What is asked: Repeat, without any change, the entries presented below.

Data for the task:
********
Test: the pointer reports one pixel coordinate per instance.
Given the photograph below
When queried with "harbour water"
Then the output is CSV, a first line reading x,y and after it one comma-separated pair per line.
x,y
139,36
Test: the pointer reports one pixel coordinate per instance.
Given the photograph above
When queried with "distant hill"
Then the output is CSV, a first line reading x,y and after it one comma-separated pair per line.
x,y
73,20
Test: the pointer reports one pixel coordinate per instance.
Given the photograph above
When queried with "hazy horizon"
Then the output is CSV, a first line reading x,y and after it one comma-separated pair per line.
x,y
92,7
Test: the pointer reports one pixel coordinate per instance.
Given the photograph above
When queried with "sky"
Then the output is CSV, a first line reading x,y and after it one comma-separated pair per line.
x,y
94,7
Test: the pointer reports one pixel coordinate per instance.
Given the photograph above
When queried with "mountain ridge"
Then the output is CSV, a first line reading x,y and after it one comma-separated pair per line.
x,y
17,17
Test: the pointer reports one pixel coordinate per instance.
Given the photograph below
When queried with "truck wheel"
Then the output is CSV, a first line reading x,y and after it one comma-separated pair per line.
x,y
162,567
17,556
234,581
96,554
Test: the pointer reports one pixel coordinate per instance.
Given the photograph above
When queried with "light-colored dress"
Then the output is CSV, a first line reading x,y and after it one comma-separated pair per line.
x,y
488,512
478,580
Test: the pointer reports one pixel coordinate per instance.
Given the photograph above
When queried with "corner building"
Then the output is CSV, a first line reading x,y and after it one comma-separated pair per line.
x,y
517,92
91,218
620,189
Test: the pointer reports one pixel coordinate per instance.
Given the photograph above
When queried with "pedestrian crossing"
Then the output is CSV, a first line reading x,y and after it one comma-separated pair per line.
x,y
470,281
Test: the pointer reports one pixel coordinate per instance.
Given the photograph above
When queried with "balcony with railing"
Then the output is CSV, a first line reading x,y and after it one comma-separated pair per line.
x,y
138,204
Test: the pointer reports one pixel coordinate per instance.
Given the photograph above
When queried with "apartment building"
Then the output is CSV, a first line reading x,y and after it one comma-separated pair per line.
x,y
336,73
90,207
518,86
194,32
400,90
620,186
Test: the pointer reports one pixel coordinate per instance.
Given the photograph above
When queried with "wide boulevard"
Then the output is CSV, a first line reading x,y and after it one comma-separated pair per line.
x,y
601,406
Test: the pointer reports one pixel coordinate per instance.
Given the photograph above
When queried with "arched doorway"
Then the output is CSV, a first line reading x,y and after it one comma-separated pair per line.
********
Output of the task:
Test: the pointer reports one pixel coordinate per instance.
Given the photograph below
When queried with "harbour water"
Then the output is CSV, a first line reading x,y and after it one comma-separated pair per line.
x,y
139,36
Test: the pointer reports one pixel coordinate per instance.
Given the photograph above
When queried with "distant hill"
Then the output is CSV, a first line reading x,y and after it one comma-separated pair per line.
x,y
73,20
Test: the pointer reports one pixel coordinate per instance.
Given the photograph above
When queried with "hazy horizon"
Then the output is CSV, a first line reading x,y and after it one comma-separated pair per line.
x,y
92,7
Test: the pointer reports one pixel coordinate per instance.
Given the photograph above
When queried with "sky"
Then the output is CSV, a first line reading x,y and after it one comma-separated pair per line.
x,y
94,7
Test: the pointer reports one pixel coordinate per instance.
Given the photograph above
When queried with "mountain ridge"
Then the output is CSV, a first line reading x,y and after it one comma-separated pair per line.
x,y
17,17
Test: the pointer reports one pixel coordinate per instance.
Given the photograph below
When queried with "truck wheel"
Then the output is CSV, a first line reading x,y and after it one comma-separated pair per line.
x,y
162,567
17,556
234,581
96,554
Test: the pointer reports one pixel coordinate per instance.
Given the photograph above
When queried with "light-colored dress"
Then the output is CSV, a first line reading x,y and after it one comma-separated pair per line.
x,y
488,512
478,580
Test: the pointer reports one pixel coordinate per instance.
Given the photograph above
When queried with "corner building"
Then the output is CSV, a first line reading x,y and after it one comma-separated pair per line.
x,y
517,92
91,218
620,189
Test: the pointer reports one pixel coordinate per instance.
Given the photograph above
When queried with "pedestrian crossing"
Then the output is CSV, a first line reading x,y and after it one comma-separated pair per line.
x,y
470,281
Test: the pointer reports one pixel coordinate per instance.
Given the photograph above
When queried with "balcony with railing"
Then the output is CSV, a first line reading x,y and after it one comma-separated pair per line.
x,y
138,204
Test: the pointer reports one pixel coordinate per instance.
Given the photograph above
When queried with "apartment building"
Then the output is CSV, a first line reading x,y and after it one comma-separated pair per line.
x,y
336,73
90,207
518,86
194,32
400,90
620,186
Test: the pointer reports one pixel coordinate per instance.
Given the photograph above
When queried with "wide boulevard"
Then the output is CSV, a first line reading x,y and after it one comma-separated pair per line.
x,y
601,406
Test: the pointer reports one pixel coordinate per instance.
Given the photograph above
When queried with "arched doorway"
Then the output is CSV, a first line reading x,y and after it one comma-separated pair per line.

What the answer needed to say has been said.